→ What you need to do
Filter the material below and copy out every line that contains the string "wire". Case counts.

— BEGIN —

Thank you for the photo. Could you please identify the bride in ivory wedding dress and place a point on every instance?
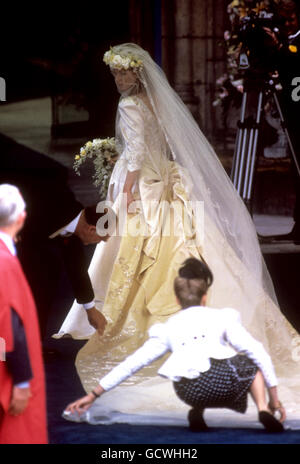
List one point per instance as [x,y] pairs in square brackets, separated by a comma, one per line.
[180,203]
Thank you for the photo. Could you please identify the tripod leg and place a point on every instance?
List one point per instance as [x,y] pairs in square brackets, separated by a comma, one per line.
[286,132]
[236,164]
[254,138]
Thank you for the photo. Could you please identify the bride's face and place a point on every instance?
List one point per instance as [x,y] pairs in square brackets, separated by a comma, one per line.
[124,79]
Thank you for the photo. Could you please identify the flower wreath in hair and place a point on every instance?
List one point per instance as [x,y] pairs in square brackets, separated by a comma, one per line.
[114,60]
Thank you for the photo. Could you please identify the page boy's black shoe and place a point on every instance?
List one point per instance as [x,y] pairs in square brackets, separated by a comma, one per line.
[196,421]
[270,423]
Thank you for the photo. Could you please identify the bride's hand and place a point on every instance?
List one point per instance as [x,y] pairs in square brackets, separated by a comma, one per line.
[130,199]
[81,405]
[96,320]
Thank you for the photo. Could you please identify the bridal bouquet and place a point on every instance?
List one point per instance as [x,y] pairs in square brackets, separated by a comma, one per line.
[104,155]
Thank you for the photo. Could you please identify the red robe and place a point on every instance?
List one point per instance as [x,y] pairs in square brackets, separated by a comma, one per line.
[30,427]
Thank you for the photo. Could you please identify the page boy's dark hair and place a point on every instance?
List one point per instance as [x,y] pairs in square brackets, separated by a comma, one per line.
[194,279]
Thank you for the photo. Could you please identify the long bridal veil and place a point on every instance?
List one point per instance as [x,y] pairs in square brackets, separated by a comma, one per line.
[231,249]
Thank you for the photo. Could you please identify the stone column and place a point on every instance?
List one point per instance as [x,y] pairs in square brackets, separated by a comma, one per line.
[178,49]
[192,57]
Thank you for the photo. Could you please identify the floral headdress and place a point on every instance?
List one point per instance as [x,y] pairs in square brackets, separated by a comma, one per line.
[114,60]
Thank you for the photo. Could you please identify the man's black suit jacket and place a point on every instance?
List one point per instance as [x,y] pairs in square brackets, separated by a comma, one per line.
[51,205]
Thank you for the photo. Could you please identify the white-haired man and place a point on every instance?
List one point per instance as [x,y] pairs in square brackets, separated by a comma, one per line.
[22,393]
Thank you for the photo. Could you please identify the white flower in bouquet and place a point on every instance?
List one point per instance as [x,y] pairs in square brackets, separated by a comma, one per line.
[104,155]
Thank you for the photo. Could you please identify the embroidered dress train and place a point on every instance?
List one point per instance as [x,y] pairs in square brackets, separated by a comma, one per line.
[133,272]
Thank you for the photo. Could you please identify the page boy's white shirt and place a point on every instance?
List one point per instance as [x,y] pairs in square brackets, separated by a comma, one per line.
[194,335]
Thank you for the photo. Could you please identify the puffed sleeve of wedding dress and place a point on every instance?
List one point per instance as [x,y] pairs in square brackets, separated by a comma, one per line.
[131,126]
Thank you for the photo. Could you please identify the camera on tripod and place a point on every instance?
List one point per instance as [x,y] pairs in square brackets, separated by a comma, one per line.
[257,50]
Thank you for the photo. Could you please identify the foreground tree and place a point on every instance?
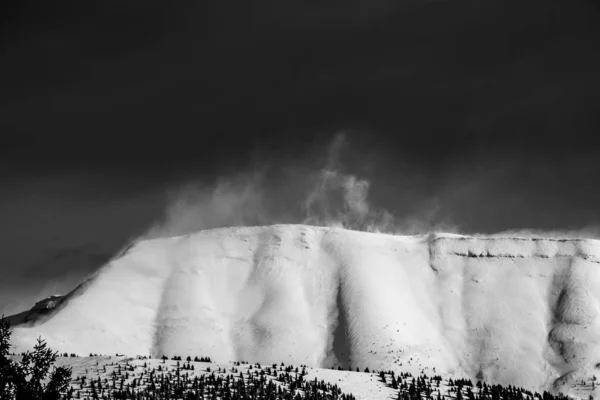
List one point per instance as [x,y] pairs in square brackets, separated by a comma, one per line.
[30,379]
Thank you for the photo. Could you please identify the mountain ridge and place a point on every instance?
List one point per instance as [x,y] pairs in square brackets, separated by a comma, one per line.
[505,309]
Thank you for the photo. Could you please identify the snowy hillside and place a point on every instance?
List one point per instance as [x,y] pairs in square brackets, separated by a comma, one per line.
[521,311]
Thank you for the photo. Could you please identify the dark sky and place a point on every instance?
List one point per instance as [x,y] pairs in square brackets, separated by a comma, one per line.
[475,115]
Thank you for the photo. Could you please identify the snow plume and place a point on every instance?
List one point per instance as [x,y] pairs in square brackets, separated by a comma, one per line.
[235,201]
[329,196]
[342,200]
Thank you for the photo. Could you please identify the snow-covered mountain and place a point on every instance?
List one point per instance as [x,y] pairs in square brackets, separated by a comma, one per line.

— END —
— BEGIN —

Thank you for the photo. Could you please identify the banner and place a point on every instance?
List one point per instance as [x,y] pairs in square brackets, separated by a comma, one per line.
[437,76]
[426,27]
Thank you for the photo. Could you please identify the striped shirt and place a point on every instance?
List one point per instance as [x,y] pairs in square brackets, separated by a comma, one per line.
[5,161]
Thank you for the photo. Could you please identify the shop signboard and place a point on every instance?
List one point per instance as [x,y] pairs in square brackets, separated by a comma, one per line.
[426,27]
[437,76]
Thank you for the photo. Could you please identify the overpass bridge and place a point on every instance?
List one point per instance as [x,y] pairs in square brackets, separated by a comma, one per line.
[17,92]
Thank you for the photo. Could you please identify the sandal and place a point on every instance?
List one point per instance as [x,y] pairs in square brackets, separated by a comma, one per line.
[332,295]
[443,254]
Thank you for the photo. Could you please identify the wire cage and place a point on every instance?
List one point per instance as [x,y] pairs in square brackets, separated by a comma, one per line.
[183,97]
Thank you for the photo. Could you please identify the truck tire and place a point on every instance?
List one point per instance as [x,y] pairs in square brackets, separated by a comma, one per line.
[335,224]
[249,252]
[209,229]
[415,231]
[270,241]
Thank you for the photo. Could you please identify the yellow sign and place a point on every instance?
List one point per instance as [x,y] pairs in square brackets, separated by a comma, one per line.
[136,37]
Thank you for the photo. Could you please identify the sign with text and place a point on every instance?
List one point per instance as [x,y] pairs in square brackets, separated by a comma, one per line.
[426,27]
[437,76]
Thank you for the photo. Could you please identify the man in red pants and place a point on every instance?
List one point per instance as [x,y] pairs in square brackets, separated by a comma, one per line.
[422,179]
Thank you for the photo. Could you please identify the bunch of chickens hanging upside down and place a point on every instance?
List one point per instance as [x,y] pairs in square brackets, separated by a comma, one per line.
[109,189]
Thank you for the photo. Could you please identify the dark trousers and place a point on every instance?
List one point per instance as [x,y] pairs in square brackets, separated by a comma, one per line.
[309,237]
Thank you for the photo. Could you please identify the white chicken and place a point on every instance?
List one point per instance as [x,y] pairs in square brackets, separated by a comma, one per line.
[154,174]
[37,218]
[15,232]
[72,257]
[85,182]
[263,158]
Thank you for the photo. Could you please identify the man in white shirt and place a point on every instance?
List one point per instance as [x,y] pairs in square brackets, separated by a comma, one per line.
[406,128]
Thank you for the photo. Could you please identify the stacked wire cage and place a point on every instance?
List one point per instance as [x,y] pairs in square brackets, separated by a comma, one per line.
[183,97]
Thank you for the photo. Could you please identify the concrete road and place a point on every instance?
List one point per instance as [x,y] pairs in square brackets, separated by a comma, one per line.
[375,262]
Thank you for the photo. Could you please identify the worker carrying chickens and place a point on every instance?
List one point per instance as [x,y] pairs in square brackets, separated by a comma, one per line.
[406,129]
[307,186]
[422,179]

— END —

→ The solution
Thank you for the photo. Could you please identify the wire cage and place a point on every instance?
Thank you for the photo. Could you please identify the stacked wire cage and place a point on every instance?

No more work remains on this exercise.